The subsequent writing intends to bring forth certain important words, key concepts, and thought-ways that illuminate and exist within the affective realm of Leeser’s latest body of work:

Damp Earth,
That is: Potential.
Fecundity.
— worked with, coerced,
Finer, closer:
Asked, listened to, acted with — certainly upon.
Asked to represent the true shape of hard-won loves
that come easy — like the wind — but similarly
can be mistaken for nuisance
madness or noise;
are instead the natural miracle
of a quiet constant order that abides at the heart of disorder.

Fired, baked, de-wetted to become Testament, Symbol, Record.

this process, of allowing earth to take the shape of the desires of the past then sealing this achievement (always fleeting, just one corner) with heat and mineral is the making of a votive:

an object offered in the fulfillment of a vow.

Intuition:

Did you know?

becomes here, Prepare for wonder.

       this pile of loose threads, all blue.
A slug, a friends knowledge, magic, the curl of a shell,
make an organic, casual grid that supports gentle movement. Meaning is allowed, given the space, to present its wet head
from out the whole gathering of leaves —
small facts about the Mantis, a resonance caught from a hardened pile, the inexplicable arranged and from the arising sense of their camaraderie made sensible.

It is particularly american to believe we exist without precedent. to believe ancestry is handicap.

How much more powerful to move with the arms of the past, with old bones and knowings, with eyes that do the double work of seeing what is and what was seen before. In this way one is always prepared for, by wonder. In this way, guided by voices, one can act in chorus.
= = = = = = =
Directions
A. In the essay on Leeser's latest work, what definition does it give of a votive?
B. Write a continuation of the essay on Leeser's latest work, beginning after its final sentence.
The material after this comes from a separate, unrelated source.

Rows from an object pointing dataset
= = = = = = =
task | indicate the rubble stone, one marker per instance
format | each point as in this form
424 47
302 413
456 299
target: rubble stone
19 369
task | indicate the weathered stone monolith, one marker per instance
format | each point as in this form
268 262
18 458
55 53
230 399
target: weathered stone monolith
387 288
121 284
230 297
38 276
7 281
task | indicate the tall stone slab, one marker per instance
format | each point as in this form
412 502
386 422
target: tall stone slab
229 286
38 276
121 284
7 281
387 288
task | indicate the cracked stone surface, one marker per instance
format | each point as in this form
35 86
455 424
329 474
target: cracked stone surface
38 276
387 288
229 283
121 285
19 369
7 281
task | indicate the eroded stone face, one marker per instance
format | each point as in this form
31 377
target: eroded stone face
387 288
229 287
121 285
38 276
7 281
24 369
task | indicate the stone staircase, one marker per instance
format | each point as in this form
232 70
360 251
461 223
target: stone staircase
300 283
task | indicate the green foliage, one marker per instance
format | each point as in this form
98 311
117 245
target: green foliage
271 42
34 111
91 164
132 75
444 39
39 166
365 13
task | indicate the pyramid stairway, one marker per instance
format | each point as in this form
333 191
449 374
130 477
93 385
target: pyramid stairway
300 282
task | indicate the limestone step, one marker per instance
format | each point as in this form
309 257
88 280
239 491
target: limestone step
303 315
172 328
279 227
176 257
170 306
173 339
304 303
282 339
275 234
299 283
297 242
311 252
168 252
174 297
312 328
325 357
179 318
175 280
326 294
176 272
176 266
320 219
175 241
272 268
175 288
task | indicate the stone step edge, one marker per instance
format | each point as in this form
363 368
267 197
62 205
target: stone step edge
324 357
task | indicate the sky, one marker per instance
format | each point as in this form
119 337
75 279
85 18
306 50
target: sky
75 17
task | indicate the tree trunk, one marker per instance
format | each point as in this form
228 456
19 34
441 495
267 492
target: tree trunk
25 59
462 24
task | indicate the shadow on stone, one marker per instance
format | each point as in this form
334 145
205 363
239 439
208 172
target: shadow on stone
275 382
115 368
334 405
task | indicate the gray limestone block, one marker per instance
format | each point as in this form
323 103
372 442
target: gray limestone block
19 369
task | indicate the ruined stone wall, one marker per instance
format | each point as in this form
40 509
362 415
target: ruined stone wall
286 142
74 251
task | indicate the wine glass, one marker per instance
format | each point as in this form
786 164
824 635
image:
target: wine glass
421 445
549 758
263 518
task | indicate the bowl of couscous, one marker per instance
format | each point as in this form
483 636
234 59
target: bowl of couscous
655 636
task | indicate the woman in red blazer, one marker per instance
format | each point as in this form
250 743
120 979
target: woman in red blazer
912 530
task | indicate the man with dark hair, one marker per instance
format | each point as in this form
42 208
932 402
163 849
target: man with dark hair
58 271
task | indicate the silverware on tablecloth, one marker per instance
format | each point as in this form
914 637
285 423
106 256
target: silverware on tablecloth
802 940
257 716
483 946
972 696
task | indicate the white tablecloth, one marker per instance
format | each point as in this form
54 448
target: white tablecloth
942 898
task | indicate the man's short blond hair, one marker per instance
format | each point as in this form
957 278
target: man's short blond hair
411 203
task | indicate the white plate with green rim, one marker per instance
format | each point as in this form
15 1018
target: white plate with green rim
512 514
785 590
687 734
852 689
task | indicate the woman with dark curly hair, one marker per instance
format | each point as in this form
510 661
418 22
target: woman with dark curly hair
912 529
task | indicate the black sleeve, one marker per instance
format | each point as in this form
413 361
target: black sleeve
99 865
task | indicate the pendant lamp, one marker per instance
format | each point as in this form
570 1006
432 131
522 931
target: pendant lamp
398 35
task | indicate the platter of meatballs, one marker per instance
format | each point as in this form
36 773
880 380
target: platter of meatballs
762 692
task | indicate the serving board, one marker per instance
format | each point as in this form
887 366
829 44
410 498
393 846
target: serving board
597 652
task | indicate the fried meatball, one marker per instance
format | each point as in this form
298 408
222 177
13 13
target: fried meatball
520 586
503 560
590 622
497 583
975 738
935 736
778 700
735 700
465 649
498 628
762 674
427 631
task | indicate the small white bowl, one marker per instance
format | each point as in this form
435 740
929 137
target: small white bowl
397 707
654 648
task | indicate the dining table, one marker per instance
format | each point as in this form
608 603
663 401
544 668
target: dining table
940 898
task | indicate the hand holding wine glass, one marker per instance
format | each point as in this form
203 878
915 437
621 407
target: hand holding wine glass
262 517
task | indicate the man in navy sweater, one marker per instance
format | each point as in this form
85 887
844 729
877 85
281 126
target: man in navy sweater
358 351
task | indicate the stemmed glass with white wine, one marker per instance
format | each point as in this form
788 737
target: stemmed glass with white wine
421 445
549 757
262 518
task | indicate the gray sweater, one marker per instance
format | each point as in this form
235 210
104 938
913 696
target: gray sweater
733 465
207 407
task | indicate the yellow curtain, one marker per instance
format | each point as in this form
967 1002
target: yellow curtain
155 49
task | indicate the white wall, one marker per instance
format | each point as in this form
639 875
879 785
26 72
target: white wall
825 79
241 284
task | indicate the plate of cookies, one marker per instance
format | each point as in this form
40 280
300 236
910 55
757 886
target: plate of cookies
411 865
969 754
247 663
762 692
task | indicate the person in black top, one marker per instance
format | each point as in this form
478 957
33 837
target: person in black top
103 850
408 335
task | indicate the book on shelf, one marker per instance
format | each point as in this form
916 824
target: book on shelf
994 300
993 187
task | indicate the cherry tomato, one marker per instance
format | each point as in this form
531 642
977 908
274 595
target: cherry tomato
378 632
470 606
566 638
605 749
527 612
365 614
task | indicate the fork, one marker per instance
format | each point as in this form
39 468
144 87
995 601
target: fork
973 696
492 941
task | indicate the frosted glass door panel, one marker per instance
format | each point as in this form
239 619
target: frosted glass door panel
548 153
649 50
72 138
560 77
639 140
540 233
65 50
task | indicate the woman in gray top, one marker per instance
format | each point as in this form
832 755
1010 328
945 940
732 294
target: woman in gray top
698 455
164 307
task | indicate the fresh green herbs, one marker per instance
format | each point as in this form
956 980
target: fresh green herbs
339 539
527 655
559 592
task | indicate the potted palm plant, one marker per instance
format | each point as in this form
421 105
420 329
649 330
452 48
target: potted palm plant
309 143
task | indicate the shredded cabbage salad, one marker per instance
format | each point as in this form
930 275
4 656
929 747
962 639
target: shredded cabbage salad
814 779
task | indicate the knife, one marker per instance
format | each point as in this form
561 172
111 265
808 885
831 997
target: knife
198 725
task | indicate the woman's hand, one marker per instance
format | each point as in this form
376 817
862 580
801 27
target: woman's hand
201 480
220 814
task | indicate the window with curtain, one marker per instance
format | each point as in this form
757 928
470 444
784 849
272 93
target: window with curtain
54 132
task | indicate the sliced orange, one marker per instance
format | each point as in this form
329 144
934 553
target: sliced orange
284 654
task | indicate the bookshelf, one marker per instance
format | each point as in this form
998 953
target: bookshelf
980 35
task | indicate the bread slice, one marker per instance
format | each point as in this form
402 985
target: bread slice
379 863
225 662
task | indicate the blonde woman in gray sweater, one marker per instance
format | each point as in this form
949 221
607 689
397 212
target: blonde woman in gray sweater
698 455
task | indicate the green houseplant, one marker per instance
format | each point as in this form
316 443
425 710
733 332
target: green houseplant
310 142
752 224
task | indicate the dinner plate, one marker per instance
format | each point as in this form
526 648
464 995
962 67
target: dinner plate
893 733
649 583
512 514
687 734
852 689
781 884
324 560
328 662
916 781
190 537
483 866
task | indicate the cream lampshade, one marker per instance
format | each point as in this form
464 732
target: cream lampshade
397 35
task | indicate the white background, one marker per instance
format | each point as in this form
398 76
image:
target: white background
= = = = = = =
Responses by task
A. An object offered in the fulfillment of a vow.

B.
Silent intense contemplation (the eyes over the pile at the flea or thrift is the magic work of assembling identity anew again from what history has to offer. here, the world’s images refined to the smaller infinity of the family’s world, leafed through, held up, turned like sucking stones and offered back to the mud the pots, like slugs from their holes, emerge.

Ghosts, resonances, lessons: fashionably avoided, here carefully allowed entrance. Given lattice, or curly-cue to grow upon, to take their character from all the better to produce fruit upon — the fairy-tale glistens. These wet bodies and arms and networks are a respect, a care, and an understanding of timeline: that which comes before becomes the the earth from which the present sprouts: look close and memory (like the foam) has left its mark, seeds have their own will and will grow different in the divet of a hip than the mound of a back’s small.

Here, friendly objects with soul (presence, aura) and the magic of approachability congregate. what designers call: “intuitive user interface”
what people call “love” — not a challenge, fearfully made to resist that ultimate threat: recognition.

Menace is not absent, those tendrils and structures that gird, sprout and support feats of scale and cracks and sheens.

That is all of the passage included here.